__Brief 1__. In the rows, take the stretch from the line containing "mirror reflecting marble" through the line containing "[394,29,548,231]" and write it out again with "marble wall" swapped for "tiled wall". Leave everything else unchanged.

PATCH preadv/pwritev

Matthew Dillon dillon at apollo.backplane.com
Sat Apr 29 12:47:43 PDT 2006


:On Wed, Apr 26, 2006 at 09:52:38AM -0700, Matthew Dillon wrote:
:>     In particular, as we shift to 64 bit integers, we really want to use
:>     signed 64 bit integers rather than unsigned 64 bit integers.  Negative
:>     numbers are used for all sorts of special cases.
:
:In that case define a global upper limit for valid offsets and use
:number above that for the special cases. Just the number of checks for
:negative offsets and overlarge offsets would be simplified. Beside, if
:you insist on keeping it signed, make it ssize_t.
:
:Joerg

    The problem here is that this is used all over the internals of the
    operating system.  It makes no sense to obfuscate code that would 
    otherwise be clearly readable by using 'ssize_t' instead of 'int'
    when half the code in question has severe limitations on the data
    size being represented anyhow.

    For example, when a UIO is translated into buffer cache ops, a code
    loop is taking the UIO/IOV lengths and doing calculations to produce
    BUFfer cache sizes, which are far more limited and clearly should not
    be using ssize_t.

__Brief 2__. In the preadv/pwritev post, which type does Joerg say to use if the offset is kept signed?

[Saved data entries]

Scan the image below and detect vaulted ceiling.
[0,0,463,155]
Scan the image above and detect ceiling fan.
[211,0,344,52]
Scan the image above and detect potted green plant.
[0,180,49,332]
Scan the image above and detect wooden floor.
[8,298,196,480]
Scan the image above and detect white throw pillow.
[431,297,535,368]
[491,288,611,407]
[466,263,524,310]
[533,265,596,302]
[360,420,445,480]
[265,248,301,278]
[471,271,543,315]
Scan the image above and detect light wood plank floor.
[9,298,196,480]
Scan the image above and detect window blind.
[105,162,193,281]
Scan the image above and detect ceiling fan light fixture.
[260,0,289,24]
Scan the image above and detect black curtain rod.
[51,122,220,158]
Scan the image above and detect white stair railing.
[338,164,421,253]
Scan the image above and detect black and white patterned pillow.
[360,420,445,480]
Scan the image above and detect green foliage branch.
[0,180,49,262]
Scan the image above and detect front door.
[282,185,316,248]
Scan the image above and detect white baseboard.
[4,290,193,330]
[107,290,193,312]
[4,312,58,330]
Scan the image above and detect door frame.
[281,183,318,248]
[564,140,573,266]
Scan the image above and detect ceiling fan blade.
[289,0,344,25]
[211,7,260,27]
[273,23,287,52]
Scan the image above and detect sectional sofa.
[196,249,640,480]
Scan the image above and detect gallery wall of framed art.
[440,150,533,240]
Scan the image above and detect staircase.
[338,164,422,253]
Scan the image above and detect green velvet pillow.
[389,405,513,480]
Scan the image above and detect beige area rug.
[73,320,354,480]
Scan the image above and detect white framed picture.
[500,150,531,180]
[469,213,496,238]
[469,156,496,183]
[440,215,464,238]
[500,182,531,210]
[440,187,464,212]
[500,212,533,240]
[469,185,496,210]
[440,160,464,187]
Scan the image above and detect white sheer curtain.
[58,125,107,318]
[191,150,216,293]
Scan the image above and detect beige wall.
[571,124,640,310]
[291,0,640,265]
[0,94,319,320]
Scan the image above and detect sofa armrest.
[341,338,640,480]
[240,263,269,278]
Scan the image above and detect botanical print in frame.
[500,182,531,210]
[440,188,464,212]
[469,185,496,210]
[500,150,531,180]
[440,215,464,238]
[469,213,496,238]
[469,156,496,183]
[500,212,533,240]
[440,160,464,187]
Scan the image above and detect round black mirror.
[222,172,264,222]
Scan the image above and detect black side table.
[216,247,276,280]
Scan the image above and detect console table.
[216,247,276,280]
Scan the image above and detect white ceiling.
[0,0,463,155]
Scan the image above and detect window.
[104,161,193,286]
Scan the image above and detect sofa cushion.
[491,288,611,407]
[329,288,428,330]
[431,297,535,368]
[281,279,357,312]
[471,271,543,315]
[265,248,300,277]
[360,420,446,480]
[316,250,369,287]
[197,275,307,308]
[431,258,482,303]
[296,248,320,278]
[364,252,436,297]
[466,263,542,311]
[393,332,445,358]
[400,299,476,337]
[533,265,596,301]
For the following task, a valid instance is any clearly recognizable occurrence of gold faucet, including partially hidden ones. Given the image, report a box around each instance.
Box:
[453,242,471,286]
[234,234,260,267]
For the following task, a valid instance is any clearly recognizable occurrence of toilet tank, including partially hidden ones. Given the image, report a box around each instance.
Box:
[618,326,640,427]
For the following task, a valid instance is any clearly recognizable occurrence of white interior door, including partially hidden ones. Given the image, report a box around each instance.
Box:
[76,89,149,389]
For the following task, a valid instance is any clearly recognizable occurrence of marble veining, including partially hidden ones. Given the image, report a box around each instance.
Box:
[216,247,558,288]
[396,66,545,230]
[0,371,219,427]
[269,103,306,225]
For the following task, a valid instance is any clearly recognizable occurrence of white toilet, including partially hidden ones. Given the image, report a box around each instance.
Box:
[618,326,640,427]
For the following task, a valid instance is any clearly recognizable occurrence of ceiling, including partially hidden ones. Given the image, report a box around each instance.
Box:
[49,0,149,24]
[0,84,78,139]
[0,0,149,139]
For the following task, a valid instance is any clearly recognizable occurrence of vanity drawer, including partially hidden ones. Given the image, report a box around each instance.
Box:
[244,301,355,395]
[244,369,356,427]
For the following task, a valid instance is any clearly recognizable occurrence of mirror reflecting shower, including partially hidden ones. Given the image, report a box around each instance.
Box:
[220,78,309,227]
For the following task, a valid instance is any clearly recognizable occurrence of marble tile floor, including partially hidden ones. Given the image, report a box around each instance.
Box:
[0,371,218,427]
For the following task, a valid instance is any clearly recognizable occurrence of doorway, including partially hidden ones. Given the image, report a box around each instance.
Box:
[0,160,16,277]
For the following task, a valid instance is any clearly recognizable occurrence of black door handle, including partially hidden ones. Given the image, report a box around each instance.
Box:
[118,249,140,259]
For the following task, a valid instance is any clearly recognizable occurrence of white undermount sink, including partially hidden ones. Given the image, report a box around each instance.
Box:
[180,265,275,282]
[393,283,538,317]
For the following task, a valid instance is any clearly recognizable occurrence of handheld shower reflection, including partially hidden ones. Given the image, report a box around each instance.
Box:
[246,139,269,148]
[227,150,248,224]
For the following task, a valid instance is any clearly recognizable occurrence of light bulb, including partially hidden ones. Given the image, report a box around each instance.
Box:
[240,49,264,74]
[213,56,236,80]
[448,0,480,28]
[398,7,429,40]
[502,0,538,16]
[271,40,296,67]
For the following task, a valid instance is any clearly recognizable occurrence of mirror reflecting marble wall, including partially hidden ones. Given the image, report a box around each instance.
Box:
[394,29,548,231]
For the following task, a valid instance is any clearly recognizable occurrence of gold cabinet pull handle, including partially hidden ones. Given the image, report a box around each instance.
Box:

__Exercise solution 1__.
For the following task, a valid instance is any clearly recognizable occurrence of mirror reflecting tiled wall, including partially hidden ones. Given the image, report a box around each instance.
Box:
[394,29,548,231]

__Exercise solution 2__. ssize_t